Exercise material:
------------------------
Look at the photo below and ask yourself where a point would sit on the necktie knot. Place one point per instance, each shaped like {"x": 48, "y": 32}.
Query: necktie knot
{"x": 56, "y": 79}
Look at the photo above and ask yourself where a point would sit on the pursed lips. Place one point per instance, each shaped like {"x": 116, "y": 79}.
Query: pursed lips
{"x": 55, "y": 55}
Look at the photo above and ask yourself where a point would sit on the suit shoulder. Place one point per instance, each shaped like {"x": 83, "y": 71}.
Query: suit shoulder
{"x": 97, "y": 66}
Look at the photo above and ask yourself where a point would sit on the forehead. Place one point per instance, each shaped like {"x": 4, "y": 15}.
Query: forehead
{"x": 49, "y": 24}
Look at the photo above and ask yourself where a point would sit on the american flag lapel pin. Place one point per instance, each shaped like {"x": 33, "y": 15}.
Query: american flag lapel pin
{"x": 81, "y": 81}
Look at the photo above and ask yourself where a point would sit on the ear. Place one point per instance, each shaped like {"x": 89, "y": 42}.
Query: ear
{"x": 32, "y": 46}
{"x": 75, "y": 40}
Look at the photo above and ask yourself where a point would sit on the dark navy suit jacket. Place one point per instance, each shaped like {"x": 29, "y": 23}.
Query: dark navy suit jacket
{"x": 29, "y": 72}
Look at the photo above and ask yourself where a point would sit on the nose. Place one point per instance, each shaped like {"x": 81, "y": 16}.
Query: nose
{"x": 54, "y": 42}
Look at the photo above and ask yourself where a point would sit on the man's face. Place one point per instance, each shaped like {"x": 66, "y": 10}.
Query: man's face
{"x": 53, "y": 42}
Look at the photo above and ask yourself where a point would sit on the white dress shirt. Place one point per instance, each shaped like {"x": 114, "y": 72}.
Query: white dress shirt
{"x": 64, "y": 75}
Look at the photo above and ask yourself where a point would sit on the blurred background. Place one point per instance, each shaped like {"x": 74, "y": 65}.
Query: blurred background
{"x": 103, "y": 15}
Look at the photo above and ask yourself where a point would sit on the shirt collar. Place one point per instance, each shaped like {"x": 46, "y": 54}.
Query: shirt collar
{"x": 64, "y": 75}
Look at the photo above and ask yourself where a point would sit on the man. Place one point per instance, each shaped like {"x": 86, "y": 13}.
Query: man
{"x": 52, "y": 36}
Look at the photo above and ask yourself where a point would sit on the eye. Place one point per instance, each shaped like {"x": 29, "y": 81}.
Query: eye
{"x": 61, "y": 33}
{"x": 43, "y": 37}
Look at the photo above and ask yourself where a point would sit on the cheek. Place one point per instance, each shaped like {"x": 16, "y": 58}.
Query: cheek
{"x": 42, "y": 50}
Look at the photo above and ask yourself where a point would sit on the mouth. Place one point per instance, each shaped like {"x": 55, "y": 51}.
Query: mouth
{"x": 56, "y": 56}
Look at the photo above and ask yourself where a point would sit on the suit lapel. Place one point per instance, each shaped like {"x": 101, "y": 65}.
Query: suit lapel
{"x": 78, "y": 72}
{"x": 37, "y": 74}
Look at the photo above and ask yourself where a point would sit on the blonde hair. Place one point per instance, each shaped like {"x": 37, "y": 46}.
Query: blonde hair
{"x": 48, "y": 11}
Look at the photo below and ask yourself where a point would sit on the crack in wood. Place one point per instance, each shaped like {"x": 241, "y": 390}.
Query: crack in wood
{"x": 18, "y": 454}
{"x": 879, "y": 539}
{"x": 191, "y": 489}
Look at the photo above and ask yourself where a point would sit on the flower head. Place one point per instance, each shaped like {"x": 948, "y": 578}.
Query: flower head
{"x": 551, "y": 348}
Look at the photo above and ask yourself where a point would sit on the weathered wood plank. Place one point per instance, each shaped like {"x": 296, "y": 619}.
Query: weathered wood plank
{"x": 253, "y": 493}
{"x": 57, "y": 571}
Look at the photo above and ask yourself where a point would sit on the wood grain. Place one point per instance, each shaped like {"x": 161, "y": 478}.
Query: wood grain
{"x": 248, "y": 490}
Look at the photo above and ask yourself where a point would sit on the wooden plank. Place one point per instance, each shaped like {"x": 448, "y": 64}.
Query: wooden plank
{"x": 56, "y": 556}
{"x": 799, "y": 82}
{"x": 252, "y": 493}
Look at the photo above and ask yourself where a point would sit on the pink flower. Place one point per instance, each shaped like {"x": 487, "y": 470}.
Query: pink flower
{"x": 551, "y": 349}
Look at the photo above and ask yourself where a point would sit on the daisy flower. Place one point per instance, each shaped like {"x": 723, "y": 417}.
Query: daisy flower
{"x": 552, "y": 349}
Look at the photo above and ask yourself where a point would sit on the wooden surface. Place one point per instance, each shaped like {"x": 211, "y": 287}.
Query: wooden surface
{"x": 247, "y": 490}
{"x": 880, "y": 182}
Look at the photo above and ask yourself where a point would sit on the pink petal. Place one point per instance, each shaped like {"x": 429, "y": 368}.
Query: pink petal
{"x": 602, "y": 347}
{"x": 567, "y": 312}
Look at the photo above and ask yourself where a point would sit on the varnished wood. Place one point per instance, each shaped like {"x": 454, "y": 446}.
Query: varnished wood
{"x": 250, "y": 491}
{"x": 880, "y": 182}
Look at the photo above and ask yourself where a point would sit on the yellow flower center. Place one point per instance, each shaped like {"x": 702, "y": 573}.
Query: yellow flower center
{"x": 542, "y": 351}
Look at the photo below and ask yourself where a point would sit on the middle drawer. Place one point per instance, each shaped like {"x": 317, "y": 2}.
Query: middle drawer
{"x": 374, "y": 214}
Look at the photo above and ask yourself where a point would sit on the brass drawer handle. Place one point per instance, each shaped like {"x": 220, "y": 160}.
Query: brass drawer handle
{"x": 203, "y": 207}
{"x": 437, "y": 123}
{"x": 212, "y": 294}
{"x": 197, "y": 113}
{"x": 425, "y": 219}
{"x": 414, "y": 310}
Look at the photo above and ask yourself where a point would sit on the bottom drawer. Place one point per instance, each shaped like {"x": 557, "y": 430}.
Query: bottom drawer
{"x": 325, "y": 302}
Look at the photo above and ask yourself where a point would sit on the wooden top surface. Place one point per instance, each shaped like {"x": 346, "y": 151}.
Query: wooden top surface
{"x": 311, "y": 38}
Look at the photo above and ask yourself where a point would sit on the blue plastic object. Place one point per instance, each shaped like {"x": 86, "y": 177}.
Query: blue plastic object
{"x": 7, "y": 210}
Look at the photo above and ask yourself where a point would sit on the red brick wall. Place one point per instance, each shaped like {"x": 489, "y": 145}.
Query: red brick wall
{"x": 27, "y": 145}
------------------------
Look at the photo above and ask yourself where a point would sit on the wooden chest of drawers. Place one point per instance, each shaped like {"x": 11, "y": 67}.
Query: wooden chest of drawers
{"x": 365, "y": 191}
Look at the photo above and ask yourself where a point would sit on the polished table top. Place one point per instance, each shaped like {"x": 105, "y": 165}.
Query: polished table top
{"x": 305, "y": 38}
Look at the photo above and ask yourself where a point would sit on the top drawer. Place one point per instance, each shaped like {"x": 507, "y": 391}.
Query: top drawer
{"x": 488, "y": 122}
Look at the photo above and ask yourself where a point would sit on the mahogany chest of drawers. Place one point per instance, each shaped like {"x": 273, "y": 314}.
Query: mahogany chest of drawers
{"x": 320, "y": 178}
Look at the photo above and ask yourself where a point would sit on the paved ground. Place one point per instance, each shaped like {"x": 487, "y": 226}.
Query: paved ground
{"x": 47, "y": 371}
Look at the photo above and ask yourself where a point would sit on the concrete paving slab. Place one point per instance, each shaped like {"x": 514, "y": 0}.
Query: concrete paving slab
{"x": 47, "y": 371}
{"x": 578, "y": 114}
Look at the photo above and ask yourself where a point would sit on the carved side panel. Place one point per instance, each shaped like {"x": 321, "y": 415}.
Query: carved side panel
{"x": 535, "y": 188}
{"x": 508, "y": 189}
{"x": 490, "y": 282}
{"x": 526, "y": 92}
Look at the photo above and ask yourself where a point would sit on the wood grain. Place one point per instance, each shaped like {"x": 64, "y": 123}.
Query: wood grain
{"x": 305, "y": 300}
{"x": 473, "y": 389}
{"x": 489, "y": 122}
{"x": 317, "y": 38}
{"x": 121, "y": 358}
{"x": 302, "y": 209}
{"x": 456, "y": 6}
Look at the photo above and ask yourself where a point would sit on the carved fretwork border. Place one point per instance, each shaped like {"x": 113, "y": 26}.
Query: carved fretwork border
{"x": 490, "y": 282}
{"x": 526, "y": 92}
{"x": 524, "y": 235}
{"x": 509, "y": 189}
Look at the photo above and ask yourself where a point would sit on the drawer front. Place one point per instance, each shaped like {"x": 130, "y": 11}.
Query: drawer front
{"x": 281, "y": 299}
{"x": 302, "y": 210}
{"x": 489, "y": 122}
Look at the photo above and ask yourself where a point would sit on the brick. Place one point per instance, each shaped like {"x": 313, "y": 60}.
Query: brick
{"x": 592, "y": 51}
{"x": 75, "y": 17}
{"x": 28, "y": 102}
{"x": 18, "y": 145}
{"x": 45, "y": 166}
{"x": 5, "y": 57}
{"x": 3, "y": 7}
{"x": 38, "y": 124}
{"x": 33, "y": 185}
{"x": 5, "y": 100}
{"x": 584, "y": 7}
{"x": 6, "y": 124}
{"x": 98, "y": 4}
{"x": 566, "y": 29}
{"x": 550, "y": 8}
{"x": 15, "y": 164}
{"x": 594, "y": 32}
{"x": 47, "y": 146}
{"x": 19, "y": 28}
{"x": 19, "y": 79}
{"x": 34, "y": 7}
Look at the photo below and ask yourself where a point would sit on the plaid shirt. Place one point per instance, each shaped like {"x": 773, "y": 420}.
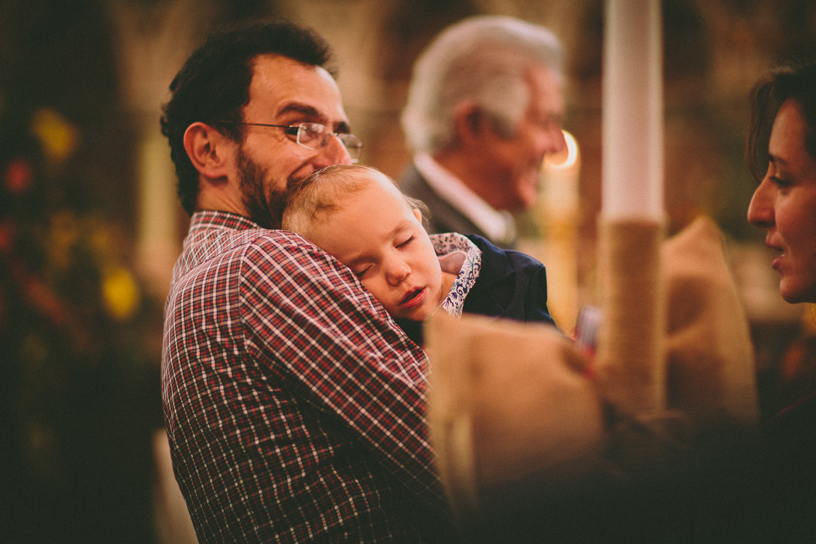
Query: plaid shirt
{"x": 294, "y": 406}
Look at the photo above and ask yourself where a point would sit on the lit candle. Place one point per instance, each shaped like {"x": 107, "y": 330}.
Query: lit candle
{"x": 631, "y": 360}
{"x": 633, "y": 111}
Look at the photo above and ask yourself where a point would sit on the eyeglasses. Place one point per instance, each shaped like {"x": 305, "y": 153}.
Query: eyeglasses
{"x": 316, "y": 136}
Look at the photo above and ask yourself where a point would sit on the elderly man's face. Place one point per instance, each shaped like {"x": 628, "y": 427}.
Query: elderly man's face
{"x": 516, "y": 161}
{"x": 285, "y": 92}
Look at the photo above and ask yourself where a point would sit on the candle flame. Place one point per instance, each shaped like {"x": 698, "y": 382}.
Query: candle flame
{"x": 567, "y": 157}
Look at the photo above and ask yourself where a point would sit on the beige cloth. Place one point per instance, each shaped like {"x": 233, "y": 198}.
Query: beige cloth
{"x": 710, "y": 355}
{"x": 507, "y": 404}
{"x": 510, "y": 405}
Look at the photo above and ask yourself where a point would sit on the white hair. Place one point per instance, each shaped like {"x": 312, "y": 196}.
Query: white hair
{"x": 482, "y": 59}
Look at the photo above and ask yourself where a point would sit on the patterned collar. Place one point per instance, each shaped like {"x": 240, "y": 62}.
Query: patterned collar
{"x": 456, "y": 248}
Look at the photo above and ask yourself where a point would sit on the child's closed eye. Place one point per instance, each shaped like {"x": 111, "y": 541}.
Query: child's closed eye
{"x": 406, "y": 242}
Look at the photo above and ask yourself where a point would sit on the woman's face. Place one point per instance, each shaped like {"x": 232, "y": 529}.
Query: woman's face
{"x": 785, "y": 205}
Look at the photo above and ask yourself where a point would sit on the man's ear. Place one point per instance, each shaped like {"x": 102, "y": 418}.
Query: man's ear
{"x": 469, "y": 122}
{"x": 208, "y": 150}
------------------------
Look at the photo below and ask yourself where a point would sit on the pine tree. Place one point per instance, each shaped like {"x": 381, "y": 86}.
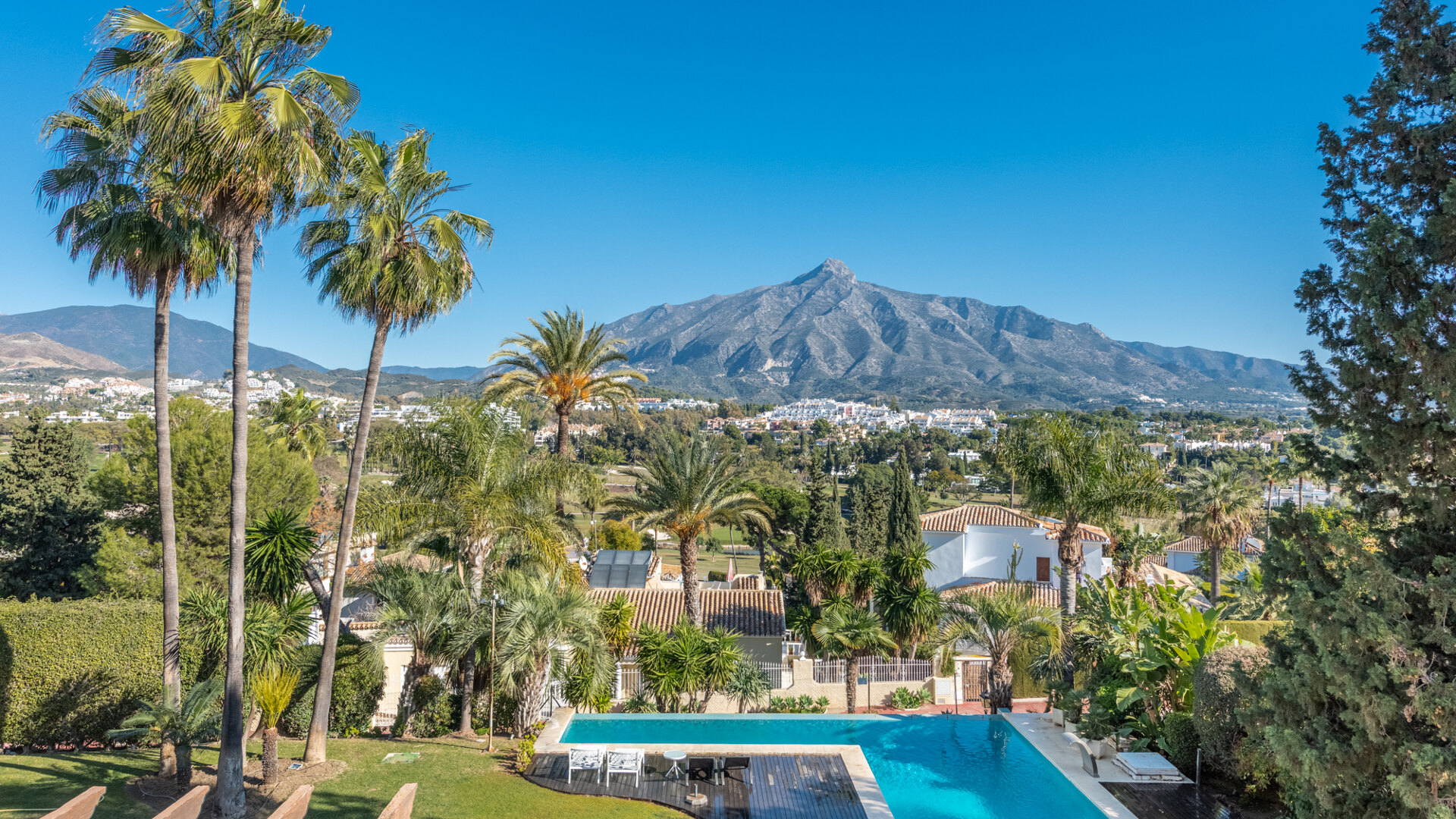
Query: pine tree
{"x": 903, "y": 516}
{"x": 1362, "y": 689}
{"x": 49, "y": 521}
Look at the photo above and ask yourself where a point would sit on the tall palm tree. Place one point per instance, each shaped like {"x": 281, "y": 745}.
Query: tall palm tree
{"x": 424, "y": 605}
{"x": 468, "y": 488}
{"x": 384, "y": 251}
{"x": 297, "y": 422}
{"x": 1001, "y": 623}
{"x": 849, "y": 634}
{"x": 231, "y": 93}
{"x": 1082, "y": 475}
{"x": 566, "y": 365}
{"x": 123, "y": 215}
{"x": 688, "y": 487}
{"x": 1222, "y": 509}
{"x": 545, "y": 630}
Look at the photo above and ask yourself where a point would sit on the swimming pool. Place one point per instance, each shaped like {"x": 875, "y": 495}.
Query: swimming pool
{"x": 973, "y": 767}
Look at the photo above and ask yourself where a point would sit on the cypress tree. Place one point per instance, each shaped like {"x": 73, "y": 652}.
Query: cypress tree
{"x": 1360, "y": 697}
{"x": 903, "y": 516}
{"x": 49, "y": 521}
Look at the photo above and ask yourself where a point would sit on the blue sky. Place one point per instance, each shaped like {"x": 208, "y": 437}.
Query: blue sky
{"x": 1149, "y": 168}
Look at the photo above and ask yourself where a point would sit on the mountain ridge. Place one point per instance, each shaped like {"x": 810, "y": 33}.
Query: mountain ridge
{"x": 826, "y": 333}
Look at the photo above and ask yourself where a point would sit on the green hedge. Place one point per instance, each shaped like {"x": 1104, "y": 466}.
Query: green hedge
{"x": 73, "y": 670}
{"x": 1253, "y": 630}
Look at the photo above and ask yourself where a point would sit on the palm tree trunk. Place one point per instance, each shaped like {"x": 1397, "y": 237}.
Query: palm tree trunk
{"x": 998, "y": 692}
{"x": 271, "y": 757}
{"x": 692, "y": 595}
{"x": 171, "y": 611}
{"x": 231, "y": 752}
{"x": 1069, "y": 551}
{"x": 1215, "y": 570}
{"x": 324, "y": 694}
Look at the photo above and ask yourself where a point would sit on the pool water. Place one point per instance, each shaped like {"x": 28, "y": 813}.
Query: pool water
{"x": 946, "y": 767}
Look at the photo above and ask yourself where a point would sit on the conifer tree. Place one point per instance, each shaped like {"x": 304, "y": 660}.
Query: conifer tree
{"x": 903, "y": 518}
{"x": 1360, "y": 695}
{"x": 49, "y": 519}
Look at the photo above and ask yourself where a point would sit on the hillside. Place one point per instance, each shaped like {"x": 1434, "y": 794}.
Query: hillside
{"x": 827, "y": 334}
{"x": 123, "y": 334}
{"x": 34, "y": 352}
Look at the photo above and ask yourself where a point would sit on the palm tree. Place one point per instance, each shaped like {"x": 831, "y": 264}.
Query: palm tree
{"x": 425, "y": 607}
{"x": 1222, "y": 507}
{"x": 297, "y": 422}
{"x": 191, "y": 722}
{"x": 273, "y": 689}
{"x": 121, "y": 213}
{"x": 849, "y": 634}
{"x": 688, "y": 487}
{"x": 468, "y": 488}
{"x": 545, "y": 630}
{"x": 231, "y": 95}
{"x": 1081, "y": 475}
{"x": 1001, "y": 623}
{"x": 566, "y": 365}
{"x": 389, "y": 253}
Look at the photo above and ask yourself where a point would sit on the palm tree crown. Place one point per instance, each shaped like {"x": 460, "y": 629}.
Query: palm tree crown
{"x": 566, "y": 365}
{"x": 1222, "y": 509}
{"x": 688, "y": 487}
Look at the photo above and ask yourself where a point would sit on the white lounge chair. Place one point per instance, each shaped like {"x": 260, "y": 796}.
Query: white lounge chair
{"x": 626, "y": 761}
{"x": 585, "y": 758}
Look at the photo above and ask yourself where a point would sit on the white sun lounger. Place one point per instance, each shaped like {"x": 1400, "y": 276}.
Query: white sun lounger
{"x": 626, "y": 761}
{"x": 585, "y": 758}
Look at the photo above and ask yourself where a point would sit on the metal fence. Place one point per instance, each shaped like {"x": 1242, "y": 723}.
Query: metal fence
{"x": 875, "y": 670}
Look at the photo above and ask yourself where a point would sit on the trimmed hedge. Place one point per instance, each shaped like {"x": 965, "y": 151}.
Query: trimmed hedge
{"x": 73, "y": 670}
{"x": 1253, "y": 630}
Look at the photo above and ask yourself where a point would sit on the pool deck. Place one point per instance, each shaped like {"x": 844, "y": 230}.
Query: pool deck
------------------------
Required work:
Copy out, word for word, the part of the data that opens with the line containing "the white sun" and closes with the line containing "Query: pool deck", including both of those lines.

Response to this exercise:
Look at the photo above and ask yourself where a point would sit on the white sun lounger. Place one point per instance, each shaped like {"x": 1400, "y": 276}.
Query: white sun lounger
{"x": 626, "y": 761}
{"x": 585, "y": 758}
Look at the photo above and ask yourself where a point would sit on the metal fence. Place one point per instance, each shaped like {"x": 1242, "y": 723}.
Query: metal fence
{"x": 875, "y": 670}
Look at the photo above and ask yourself where a point would sit on the trimmed hedge. Place one point per instance, each shaped like {"x": 965, "y": 151}.
Query: trimmed hedge
{"x": 73, "y": 670}
{"x": 1253, "y": 630}
Look at the photo above and ask yourself where a point would sit on the pool deck. Place one point per instance, each shaped like {"x": 844, "y": 230}.
Query: pool deck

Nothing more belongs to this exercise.